#### [WHAT TO DO]
Images are not part of the copy; write out the rest of the data exactly as given.

___ RECORD EXCERPTS ___

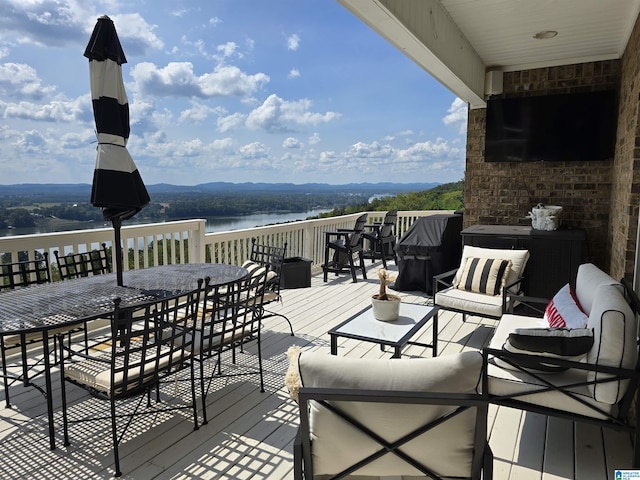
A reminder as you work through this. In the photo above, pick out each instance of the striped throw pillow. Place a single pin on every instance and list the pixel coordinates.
(483, 275)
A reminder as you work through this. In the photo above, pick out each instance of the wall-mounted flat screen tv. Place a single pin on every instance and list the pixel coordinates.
(552, 128)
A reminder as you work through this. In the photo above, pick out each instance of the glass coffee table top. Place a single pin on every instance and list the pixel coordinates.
(363, 326)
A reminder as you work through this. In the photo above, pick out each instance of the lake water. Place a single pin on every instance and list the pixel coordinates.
(215, 224)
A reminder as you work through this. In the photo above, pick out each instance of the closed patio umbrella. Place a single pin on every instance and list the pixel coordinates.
(117, 185)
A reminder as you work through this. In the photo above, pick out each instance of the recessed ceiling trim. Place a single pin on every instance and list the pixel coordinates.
(556, 63)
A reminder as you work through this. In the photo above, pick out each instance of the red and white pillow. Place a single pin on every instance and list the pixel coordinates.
(564, 311)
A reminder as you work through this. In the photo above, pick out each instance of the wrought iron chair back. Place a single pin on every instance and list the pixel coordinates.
(382, 238)
(231, 317)
(18, 275)
(271, 258)
(76, 265)
(25, 273)
(344, 244)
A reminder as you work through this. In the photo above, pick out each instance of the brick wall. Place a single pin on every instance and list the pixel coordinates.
(625, 191)
(503, 193)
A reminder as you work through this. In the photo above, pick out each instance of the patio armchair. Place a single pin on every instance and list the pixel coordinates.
(147, 344)
(231, 318)
(342, 245)
(382, 238)
(18, 275)
(487, 283)
(588, 374)
(76, 265)
(271, 258)
(371, 418)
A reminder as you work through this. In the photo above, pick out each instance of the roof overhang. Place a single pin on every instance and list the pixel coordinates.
(459, 41)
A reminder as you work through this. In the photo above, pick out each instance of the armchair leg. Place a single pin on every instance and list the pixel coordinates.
(325, 266)
(352, 267)
(362, 266)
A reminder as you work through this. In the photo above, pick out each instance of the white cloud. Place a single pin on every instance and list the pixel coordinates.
(291, 142)
(178, 79)
(227, 49)
(196, 114)
(253, 150)
(53, 111)
(457, 116)
(22, 80)
(278, 115)
(230, 122)
(293, 42)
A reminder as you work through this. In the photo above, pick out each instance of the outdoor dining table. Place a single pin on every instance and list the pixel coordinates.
(39, 309)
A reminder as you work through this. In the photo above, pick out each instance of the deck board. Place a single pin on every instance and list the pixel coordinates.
(250, 434)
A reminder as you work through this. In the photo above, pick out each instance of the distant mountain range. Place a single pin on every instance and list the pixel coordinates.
(82, 190)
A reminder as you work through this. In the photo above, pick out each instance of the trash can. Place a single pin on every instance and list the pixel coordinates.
(296, 273)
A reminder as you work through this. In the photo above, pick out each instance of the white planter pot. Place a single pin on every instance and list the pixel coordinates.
(386, 310)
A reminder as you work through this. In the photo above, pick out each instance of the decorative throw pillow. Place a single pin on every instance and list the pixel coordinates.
(483, 275)
(563, 310)
(567, 344)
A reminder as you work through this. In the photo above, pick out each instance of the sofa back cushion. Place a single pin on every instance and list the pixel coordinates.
(614, 331)
(447, 449)
(518, 260)
(588, 279)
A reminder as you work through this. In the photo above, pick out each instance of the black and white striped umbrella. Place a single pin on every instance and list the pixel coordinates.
(117, 185)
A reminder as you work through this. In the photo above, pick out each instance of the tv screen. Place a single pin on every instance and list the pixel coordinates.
(552, 128)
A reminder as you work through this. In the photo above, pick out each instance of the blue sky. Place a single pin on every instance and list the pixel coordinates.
(224, 90)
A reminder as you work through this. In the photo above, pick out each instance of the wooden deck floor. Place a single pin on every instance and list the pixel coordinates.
(250, 434)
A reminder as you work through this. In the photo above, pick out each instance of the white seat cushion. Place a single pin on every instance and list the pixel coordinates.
(506, 381)
(336, 445)
(614, 327)
(478, 303)
(588, 279)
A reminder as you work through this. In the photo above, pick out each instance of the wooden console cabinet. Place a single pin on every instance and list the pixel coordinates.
(554, 256)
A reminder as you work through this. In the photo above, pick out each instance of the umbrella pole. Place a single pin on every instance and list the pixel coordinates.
(117, 223)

___

#### [REPLY TO THE TASK]
A reminder as you work through this. In the photo above, pick out each instance of the striped throw pillow. Place a single pin on every instance and list the pixel coordinates.
(483, 275)
A reminder as you work through this. In the photo above, pick out each instance of the wall-mounted flat screen tv. Place a single pin on every instance and list the pixel coordinates.
(552, 128)
A reminder as you work through this. In the photo above, pick out each instance of the glass coffee table top. Place a single pin on every instance and list the pixel coordinates.
(363, 326)
A reminder as you work through this. In the photo above, pick out each instance of the lake water. Place a single pin on every instance and list the pixel coordinates.
(215, 224)
A reminder as you work through this. In the photo above, pick out each instance of the closed patio umbrella. Place a single pin on every instance and list the pixel coordinates.
(117, 185)
A reminder as you work through this. In the photo above, pick out each instance of the recessed ceiling trim. Place a single pin on every instance and list the pixel coordinates.
(556, 63)
A reminder as you work through this. In the photo above, pick out each instance of the red and white pillow. Place a single pin on every instance and list the pixel coordinates.
(564, 311)
A reminder as you work through this. In the photo above, pick out each instance of the wrought iron chair back. Place a single pin on every instance and list the pixel coordinates.
(382, 238)
(231, 317)
(18, 275)
(271, 258)
(76, 265)
(25, 273)
(344, 244)
A reminder as you work through this. In the photo above, pick out each instance of the brick wall. Place a single pin on every instance and list the pixel coordinates.
(625, 191)
(503, 193)
A reminder as you work through this. In the photo above, pick out each instance of the patio armchair. Place a single pin on every instance and list the pixel coordinates.
(147, 344)
(231, 318)
(342, 245)
(382, 238)
(18, 275)
(487, 283)
(588, 374)
(76, 265)
(271, 258)
(371, 418)
A reminder as you work through this. In the photo above, pick out each instance of the roof overhang. Place a single pin on every instance and list the pixel coordinates.
(459, 41)
A reminder as you work through this. In the photo above, pick out each instance of the armchair leg. Place a single pin on every instance and list the pixel coordinates.
(325, 266)
(352, 267)
(362, 266)
A reminder as you work through this. In the photo above, pick out each instance of the white cloud. Place a single pin on every instance and list the pixel coordinates.
(291, 142)
(178, 79)
(227, 49)
(196, 114)
(253, 150)
(53, 111)
(457, 116)
(22, 80)
(278, 115)
(230, 122)
(293, 42)
A reminder as you work through this. In the photo above, pick out each instance of the outdoor dining table. Place a single pin on every instance and list the pixel coordinates.
(39, 309)
A reminder as you work through this. In the photo above, pick out each instance of the deck board. Place a single pin on every instance and list the pixel coordinates.
(250, 434)
A reminder as you work through this. In the photo above, pick out each instance of the distant mountain range. Place a single pin on every instance and list the pixel coordinates.
(82, 190)
A reminder as you work through this. In the photo above, pick out each instance of the trash can. Place a single pin on every instance and list the pixel coordinates.
(296, 273)
A reminder as you work through this. In the photo above, pick out each instance of the white planter pot. Place a single pin on every instance and list the pixel coordinates.
(386, 310)
A reminder as you work through this. In the photo above, pick out each instance of the decorative throw pillow. Place a single pin on every instance and list the pixel coordinates.
(483, 275)
(563, 310)
(567, 344)
A reminder as you work through this. In the photo above, pick out each instance of the sofa back cushion. Place a single pin on every instance and list the pixel coordinates.
(614, 331)
(447, 449)
(518, 260)
(588, 279)
A reminder as you work through this. In the photo above, pick out each instance of the black and white striped umbrella. Place a single pin on every instance and list the pixel coordinates.
(117, 185)
A reminder as you work through this. In the photo above, pick out each instance of the tv screen. Place a single pin on every instance and list the pixel coordinates.
(552, 128)
A reminder as you work through this. In the photo above, pick out each instance of the blue sky. Place a single pin on every instance and list the pixel coordinates.
(224, 90)
A reminder as you work through this. In the photo above, pick out each instance of the wooden deck floor. Place a single pin on every instance and list the pixel coordinates.
(250, 434)
A reminder as you work through this. In the photo above, pick out each instance of the white seat cushion. Place a single pin on every instance and list the pixel coordinates.
(506, 381)
(336, 445)
(614, 327)
(478, 303)
(588, 279)
A reminder as you work through this. In the photo above, pick out each instance of the wooden console cabinet. Place a single pin on every instance and list the pixel coordinates.
(554, 256)
A reminder as you work through this. In the photo above, pick out each instance of the umbrella pole. Place a single pin on every instance and list the pixel coordinates.
(117, 223)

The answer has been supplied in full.